### Extracted records

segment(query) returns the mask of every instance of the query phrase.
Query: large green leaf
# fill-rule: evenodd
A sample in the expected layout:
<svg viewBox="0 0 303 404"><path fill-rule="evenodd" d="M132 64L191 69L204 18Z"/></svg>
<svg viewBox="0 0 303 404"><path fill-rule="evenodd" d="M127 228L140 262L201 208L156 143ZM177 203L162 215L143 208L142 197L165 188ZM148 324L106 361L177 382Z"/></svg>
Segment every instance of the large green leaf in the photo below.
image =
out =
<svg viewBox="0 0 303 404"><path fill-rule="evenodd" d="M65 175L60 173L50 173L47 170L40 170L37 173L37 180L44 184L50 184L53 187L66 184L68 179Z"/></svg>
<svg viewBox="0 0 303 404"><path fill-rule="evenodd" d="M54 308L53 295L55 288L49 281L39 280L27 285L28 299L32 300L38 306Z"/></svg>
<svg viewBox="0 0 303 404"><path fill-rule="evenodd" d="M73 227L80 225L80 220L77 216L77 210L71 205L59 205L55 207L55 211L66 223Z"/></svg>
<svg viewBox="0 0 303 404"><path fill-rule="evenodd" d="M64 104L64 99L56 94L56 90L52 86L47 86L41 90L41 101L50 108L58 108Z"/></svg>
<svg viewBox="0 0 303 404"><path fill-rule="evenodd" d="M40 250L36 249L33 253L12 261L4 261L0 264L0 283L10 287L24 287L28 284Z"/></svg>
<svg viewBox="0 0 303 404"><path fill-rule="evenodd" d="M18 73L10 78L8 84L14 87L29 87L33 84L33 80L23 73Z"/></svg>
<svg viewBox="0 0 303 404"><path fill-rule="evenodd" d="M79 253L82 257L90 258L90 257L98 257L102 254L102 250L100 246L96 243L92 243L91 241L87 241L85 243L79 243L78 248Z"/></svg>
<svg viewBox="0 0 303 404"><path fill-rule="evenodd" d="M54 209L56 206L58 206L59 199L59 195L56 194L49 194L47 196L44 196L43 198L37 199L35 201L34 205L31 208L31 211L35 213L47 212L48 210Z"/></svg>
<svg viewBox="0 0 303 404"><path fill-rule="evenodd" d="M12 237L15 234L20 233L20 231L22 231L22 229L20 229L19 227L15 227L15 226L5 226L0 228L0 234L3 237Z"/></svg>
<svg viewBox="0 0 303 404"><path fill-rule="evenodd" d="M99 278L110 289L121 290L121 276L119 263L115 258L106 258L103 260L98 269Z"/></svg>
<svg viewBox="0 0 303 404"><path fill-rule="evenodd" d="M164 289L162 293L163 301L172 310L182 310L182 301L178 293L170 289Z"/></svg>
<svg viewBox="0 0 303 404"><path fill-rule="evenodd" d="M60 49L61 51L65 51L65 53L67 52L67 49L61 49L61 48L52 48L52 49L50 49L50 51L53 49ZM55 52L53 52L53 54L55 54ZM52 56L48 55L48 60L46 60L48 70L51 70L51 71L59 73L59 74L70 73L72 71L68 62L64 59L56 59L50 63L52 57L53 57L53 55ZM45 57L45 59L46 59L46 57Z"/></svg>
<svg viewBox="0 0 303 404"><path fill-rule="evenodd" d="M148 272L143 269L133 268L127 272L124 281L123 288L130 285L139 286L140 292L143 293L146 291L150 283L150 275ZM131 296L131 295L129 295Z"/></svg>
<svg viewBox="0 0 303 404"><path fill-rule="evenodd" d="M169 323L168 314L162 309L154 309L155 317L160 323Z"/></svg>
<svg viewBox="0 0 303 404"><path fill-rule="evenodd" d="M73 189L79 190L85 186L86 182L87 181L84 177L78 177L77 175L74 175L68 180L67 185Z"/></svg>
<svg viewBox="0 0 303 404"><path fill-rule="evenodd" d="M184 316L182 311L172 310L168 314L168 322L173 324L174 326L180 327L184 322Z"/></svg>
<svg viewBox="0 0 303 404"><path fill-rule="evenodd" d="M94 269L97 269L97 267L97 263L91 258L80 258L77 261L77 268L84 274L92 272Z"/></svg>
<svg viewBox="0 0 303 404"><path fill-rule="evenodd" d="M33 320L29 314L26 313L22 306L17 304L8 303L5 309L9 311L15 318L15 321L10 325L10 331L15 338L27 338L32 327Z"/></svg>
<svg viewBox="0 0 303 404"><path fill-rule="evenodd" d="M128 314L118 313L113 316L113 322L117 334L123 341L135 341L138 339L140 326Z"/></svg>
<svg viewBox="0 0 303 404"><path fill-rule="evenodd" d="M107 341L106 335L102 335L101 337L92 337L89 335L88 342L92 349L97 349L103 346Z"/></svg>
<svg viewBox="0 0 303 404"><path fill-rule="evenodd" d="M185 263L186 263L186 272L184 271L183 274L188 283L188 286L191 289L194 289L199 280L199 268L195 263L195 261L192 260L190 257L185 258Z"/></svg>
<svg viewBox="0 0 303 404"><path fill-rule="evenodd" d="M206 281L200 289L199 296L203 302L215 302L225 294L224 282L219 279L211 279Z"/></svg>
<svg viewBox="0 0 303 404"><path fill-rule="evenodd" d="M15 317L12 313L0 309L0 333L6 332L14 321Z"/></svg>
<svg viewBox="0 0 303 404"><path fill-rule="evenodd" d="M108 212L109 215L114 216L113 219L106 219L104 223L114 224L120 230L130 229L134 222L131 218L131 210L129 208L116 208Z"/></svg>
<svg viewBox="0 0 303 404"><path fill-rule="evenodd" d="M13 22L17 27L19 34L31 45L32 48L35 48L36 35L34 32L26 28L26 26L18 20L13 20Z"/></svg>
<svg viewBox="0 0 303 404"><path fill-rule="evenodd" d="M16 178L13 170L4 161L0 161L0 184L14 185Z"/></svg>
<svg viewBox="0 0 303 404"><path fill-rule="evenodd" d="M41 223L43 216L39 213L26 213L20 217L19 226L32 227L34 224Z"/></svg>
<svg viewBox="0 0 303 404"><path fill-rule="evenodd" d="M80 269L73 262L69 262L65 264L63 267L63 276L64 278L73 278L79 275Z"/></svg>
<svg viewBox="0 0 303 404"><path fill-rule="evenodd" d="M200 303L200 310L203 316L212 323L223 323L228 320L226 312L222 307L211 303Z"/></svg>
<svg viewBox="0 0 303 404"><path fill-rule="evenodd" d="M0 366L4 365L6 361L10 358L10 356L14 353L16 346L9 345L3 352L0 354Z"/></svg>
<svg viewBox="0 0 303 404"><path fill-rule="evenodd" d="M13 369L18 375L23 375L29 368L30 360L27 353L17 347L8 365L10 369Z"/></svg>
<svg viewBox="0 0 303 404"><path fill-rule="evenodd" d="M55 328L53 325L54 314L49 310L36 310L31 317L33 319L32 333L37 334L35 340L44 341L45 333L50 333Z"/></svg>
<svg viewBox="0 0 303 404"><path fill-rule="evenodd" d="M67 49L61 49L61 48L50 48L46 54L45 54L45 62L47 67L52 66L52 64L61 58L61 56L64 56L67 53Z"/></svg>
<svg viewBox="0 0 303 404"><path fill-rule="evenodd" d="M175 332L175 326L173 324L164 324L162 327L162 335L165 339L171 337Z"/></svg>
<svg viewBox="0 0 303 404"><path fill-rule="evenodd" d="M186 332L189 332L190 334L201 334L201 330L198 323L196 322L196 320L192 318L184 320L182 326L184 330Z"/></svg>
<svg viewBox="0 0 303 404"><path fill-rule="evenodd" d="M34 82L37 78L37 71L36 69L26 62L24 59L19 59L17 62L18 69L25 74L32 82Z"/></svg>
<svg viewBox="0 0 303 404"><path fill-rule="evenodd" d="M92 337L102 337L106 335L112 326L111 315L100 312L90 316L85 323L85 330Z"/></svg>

### WHAT YOU ARE ASKED TO DO
Every entry above needs to be duplicated exactly.

### ANSWER SECTION
segment(query) returns the mask of every instance of the query phrase.
Query: large green leaf
# fill-rule: evenodd
A sample in the expected layout:
<svg viewBox="0 0 303 404"><path fill-rule="evenodd" d="M132 64L191 69L204 18Z"/></svg>
<svg viewBox="0 0 303 404"><path fill-rule="evenodd" d="M127 228L140 262L201 208L156 143ZM177 203L162 215L143 208L142 197L165 188ZM148 324L106 361L177 382Z"/></svg>
Segment every instance of the large green leaf in the photo below.
image =
out =
<svg viewBox="0 0 303 404"><path fill-rule="evenodd" d="M65 175L60 173L50 173L47 170L40 170L37 173L37 180L44 184L50 184L53 187L66 184L68 179Z"/></svg>
<svg viewBox="0 0 303 404"><path fill-rule="evenodd" d="M54 308L53 295L55 288L49 281L39 280L27 285L28 299L32 300L38 306Z"/></svg>
<svg viewBox="0 0 303 404"><path fill-rule="evenodd" d="M73 227L80 225L80 220L77 216L77 210L71 205L59 205L55 207L55 211L66 223Z"/></svg>
<svg viewBox="0 0 303 404"><path fill-rule="evenodd" d="M64 104L64 99L56 94L56 90L52 86L47 86L41 90L41 101L50 108L58 108Z"/></svg>
<svg viewBox="0 0 303 404"><path fill-rule="evenodd" d="M40 250L36 249L33 253L12 261L4 261L0 264L0 283L10 287L24 287L28 284Z"/></svg>
<svg viewBox="0 0 303 404"><path fill-rule="evenodd" d="M18 73L10 78L8 84L14 87L29 87L33 84L33 80L23 73Z"/></svg>
<svg viewBox="0 0 303 404"><path fill-rule="evenodd" d="M79 253L82 257L90 258L90 257L98 257L102 254L102 250L100 246L96 243L92 243L91 241L87 241L85 243L79 243L78 248Z"/></svg>
<svg viewBox="0 0 303 404"><path fill-rule="evenodd" d="M54 209L56 206L58 206L59 199L59 195L56 194L49 194L47 196L44 196L43 198L37 199L35 201L34 205L31 208L31 211L35 213L47 212L48 210Z"/></svg>
<svg viewBox="0 0 303 404"><path fill-rule="evenodd" d="M12 237L15 234L20 233L20 231L22 231L22 229L20 229L19 227L15 227L15 226L5 226L0 228L0 234L3 237Z"/></svg>
<svg viewBox="0 0 303 404"><path fill-rule="evenodd" d="M99 278L110 289L121 290L121 276L119 263L115 258L106 258L103 260L98 269Z"/></svg>
<svg viewBox="0 0 303 404"><path fill-rule="evenodd" d="M164 289L162 293L163 301L172 310L182 310L182 301L178 293L170 289Z"/></svg>
<svg viewBox="0 0 303 404"><path fill-rule="evenodd" d="M60 49L61 51L65 51L65 53L67 52L67 49L61 49L61 48L52 48L52 49L50 49L50 51L53 49ZM55 52L53 52L53 54L55 54ZM52 56L48 55L48 60L46 60L48 70L51 70L51 71L59 73L59 74L70 73L72 71L68 62L64 59L56 59L50 63L52 57L53 57L53 55ZM45 57L45 59L46 59L46 57Z"/></svg>
<svg viewBox="0 0 303 404"><path fill-rule="evenodd" d="M148 272L143 269L133 268L127 272L124 281L123 288L130 285L139 286L140 292L143 293L146 291L150 283L150 275ZM131 296L131 295L129 295Z"/></svg>
<svg viewBox="0 0 303 404"><path fill-rule="evenodd" d="M169 323L168 314L162 309L154 309L155 317L160 323Z"/></svg>
<svg viewBox="0 0 303 404"><path fill-rule="evenodd" d="M73 189L79 190L85 186L86 182L87 181L84 177L78 177L77 175L74 175L68 180L67 185Z"/></svg>
<svg viewBox="0 0 303 404"><path fill-rule="evenodd" d="M184 316L182 311L172 310L168 314L168 322L173 324L174 326L180 327L184 322Z"/></svg>
<svg viewBox="0 0 303 404"><path fill-rule="evenodd" d="M94 269L97 269L97 267L97 263L91 258L80 258L77 261L77 268L84 274L92 272Z"/></svg>
<svg viewBox="0 0 303 404"><path fill-rule="evenodd" d="M33 320L29 314L26 313L22 306L17 304L8 303L5 309L9 311L15 318L15 321L10 325L10 331L15 338L27 338L32 327Z"/></svg>
<svg viewBox="0 0 303 404"><path fill-rule="evenodd" d="M128 314L118 313L113 316L113 322L117 334L123 341L135 341L138 339L140 326Z"/></svg>
<svg viewBox="0 0 303 404"><path fill-rule="evenodd" d="M107 341L106 335L102 335L101 337L92 337L89 335L88 342L92 349L97 349L103 346Z"/></svg>
<svg viewBox="0 0 303 404"><path fill-rule="evenodd" d="M185 263L186 263L186 272L184 271L183 274L188 283L188 286L191 289L194 289L199 280L199 268L195 263L195 261L192 260L190 257L185 258Z"/></svg>
<svg viewBox="0 0 303 404"><path fill-rule="evenodd" d="M206 281L200 289L199 296L203 302L215 302L225 294L224 282L219 279L211 279Z"/></svg>
<svg viewBox="0 0 303 404"><path fill-rule="evenodd" d="M15 317L12 313L0 309L0 333L6 332L14 321Z"/></svg>
<svg viewBox="0 0 303 404"><path fill-rule="evenodd" d="M108 212L109 215L114 216L113 219L106 219L104 223L114 224L120 230L130 229L134 222L131 218L131 210L129 208L116 208Z"/></svg>
<svg viewBox="0 0 303 404"><path fill-rule="evenodd" d="M13 22L17 27L19 34L31 45L32 48L35 48L36 35L34 32L26 28L26 26L18 20L13 20Z"/></svg>
<svg viewBox="0 0 303 404"><path fill-rule="evenodd" d="M16 178L13 170L4 161L0 161L0 184L14 185Z"/></svg>
<svg viewBox="0 0 303 404"><path fill-rule="evenodd" d="M41 223L43 216L39 213L26 213L20 217L19 226L32 227L34 224Z"/></svg>
<svg viewBox="0 0 303 404"><path fill-rule="evenodd" d="M80 269L73 262L69 262L65 264L63 267L63 276L64 278L73 278L79 275Z"/></svg>
<svg viewBox="0 0 303 404"><path fill-rule="evenodd" d="M200 303L200 310L203 316L212 323L223 323L228 320L226 312L222 307L211 303Z"/></svg>
<svg viewBox="0 0 303 404"><path fill-rule="evenodd" d="M0 366L4 365L6 361L10 358L10 356L14 353L16 346L9 345L3 352L0 354Z"/></svg>
<svg viewBox="0 0 303 404"><path fill-rule="evenodd" d="M13 369L18 375L23 375L29 368L30 360L27 353L17 347L8 365L10 369Z"/></svg>
<svg viewBox="0 0 303 404"><path fill-rule="evenodd" d="M55 328L53 325L54 314L49 310L36 310L31 317L33 319L32 333L37 334L35 340L44 341L45 333L50 333Z"/></svg>
<svg viewBox="0 0 303 404"><path fill-rule="evenodd" d="M67 49L61 49L61 48L50 48L46 54L45 54L45 62L47 67L52 66L52 64L61 58L61 56L64 56L67 53Z"/></svg>
<svg viewBox="0 0 303 404"><path fill-rule="evenodd" d="M175 332L175 326L173 324L164 324L162 327L162 335L165 339L171 337Z"/></svg>
<svg viewBox="0 0 303 404"><path fill-rule="evenodd" d="M186 332L189 332L190 334L201 334L201 330L198 323L196 322L196 320L192 318L184 320L182 326L184 330Z"/></svg>
<svg viewBox="0 0 303 404"><path fill-rule="evenodd" d="M34 82L37 78L37 71L36 69L26 62L24 59L19 59L17 62L18 69L25 74L32 82Z"/></svg>
<svg viewBox="0 0 303 404"><path fill-rule="evenodd" d="M92 337L102 337L106 335L112 326L111 315L100 312L90 316L85 323L85 330Z"/></svg>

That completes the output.